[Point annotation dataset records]

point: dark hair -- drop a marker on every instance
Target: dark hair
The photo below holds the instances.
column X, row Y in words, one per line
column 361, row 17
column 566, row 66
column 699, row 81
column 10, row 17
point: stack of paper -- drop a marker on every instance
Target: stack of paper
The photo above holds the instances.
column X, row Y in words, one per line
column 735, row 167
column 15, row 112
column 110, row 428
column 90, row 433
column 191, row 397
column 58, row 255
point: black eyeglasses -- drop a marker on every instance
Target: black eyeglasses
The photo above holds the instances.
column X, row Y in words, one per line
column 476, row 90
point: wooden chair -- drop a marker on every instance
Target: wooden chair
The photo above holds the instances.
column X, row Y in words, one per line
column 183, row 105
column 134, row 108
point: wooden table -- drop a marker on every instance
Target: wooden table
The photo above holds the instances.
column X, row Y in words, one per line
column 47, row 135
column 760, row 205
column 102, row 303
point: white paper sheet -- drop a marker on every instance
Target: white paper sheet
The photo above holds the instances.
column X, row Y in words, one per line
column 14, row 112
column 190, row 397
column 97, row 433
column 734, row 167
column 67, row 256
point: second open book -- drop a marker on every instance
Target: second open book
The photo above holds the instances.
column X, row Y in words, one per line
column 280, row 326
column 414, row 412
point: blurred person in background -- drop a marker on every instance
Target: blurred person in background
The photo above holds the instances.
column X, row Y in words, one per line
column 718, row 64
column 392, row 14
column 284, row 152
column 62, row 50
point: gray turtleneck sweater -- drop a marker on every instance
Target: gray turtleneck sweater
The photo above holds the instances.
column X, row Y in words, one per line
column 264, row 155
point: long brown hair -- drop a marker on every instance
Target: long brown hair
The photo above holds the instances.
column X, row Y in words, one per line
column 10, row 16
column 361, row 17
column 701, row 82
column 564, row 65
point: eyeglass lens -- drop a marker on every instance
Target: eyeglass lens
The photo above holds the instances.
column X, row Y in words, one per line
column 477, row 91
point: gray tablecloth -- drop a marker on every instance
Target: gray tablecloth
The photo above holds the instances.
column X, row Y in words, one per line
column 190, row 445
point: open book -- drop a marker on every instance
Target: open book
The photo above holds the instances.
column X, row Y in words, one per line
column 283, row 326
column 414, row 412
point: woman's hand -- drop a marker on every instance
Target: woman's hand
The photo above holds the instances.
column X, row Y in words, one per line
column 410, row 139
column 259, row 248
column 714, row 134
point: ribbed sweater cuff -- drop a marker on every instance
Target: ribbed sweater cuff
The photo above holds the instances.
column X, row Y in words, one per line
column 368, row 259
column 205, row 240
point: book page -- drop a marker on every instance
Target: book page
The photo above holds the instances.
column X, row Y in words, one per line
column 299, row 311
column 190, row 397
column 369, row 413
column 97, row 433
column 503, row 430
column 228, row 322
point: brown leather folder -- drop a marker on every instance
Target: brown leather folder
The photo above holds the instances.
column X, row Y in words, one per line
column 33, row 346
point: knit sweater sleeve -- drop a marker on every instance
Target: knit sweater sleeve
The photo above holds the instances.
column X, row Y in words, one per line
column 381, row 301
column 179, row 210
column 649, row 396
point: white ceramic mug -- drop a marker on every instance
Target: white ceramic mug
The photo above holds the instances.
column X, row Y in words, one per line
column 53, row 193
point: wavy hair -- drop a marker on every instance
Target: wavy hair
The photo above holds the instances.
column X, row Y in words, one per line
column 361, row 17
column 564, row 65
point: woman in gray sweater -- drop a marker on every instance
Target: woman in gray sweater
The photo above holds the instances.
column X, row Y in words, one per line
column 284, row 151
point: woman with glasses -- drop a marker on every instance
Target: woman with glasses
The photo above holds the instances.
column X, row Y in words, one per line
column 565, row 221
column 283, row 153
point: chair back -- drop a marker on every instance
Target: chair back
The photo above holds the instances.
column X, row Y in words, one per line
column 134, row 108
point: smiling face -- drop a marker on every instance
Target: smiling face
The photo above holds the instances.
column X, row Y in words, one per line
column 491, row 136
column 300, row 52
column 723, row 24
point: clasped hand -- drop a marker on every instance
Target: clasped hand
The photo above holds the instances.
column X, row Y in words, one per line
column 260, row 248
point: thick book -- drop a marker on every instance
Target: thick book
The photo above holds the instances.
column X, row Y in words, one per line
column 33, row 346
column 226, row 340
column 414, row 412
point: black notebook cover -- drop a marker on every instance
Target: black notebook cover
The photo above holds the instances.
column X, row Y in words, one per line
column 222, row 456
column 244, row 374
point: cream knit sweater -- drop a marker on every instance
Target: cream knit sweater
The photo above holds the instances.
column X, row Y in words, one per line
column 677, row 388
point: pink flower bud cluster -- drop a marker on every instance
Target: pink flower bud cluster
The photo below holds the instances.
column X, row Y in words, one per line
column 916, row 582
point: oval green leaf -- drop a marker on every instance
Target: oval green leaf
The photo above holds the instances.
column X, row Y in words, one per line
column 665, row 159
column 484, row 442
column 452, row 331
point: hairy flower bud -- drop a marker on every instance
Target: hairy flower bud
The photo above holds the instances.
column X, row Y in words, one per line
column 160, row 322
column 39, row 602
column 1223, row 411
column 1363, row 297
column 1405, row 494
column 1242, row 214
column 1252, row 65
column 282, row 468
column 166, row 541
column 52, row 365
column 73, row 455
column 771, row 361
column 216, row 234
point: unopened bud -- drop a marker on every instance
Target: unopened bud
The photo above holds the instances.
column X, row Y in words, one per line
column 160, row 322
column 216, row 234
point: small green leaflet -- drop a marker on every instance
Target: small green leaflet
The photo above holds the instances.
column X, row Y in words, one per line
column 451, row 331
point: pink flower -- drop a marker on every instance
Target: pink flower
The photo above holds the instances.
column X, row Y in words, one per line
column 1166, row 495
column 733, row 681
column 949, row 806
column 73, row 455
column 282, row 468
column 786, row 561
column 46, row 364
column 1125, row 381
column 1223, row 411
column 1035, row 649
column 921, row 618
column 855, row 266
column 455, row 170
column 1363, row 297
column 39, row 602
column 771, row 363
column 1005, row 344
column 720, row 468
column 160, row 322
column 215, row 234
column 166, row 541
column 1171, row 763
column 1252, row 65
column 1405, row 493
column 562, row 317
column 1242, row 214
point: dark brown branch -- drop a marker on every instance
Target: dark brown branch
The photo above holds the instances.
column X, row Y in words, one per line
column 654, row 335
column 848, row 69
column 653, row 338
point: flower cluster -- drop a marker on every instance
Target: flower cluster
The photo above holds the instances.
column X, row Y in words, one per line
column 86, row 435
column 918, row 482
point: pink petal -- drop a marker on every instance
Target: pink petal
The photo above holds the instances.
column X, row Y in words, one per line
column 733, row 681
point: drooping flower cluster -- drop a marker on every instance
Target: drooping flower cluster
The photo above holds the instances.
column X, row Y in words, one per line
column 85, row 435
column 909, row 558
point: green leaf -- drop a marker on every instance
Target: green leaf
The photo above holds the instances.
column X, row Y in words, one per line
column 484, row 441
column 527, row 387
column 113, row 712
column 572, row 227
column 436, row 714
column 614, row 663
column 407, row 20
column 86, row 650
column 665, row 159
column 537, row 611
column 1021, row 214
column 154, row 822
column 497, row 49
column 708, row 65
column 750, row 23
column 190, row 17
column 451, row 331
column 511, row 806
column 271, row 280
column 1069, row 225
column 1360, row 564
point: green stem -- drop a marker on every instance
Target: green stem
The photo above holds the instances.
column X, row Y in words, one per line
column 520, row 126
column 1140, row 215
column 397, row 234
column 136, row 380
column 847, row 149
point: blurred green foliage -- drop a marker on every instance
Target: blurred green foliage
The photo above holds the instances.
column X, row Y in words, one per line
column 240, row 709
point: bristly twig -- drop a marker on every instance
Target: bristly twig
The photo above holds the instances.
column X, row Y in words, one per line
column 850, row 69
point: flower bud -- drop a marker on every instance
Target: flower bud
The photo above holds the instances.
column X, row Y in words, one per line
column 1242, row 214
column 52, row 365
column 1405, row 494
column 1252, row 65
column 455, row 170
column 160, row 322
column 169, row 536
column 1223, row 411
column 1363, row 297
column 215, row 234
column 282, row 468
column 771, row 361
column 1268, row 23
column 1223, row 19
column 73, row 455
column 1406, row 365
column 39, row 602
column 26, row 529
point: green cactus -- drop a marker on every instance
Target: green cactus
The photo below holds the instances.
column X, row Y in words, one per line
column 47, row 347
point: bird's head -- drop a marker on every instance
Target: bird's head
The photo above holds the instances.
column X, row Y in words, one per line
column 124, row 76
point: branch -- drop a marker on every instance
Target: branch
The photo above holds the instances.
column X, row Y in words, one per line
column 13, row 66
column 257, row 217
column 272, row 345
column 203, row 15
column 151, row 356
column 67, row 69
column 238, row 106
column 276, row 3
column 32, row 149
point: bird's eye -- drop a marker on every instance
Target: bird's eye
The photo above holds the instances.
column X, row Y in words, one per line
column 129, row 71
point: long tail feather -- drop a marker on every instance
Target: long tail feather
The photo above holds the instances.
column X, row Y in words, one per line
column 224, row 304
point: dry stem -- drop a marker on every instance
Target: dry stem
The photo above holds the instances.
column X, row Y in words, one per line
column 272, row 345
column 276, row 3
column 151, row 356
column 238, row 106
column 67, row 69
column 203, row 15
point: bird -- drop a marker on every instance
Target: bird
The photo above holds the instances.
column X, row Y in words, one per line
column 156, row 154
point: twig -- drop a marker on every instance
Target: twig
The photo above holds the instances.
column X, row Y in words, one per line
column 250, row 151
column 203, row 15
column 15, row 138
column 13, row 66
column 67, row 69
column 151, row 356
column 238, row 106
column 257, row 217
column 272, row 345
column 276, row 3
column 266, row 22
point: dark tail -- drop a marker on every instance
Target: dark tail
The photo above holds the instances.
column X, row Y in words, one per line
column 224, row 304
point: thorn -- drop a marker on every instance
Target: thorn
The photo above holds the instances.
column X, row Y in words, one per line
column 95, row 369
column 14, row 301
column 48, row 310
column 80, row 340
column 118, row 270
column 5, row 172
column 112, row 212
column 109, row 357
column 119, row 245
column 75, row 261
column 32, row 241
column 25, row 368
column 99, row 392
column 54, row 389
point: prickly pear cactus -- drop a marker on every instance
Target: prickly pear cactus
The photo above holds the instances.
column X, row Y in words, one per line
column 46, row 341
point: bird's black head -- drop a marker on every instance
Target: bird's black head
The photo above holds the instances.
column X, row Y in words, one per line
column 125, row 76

▶ _YOUR OBJECTIVE_
Copy out, word for word, the lines from the one containing "point: smiling face" up to and including the one containing "column 244, row 374".

▶ _FULL OUTPUT_
point: smiling face -- drop a marker on every instance
Target: smiling face
The photo above holds the instances.
column X, row Y in words, one per line
column 491, row 136
column 300, row 52
column 723, row 24
point: clasped hand -- drop a marker on every instance
Target: clasped hand
The photo above holds the instances.
column X, row Y in words, one per line
column 260, row 248
point: thick book -- drop a marker on every instance
Target: thick book
The photo above holds the instances.
column X, row Y in words, one per line
column 33, row 346
column 226, row 340
column 414, row 412
point: black notebook cover -- drop a marker on every instance
Target: black notebook cover
The photo above holds the instances.
column X, row Y in words, one per line
column 222, row 456
column 244, row 374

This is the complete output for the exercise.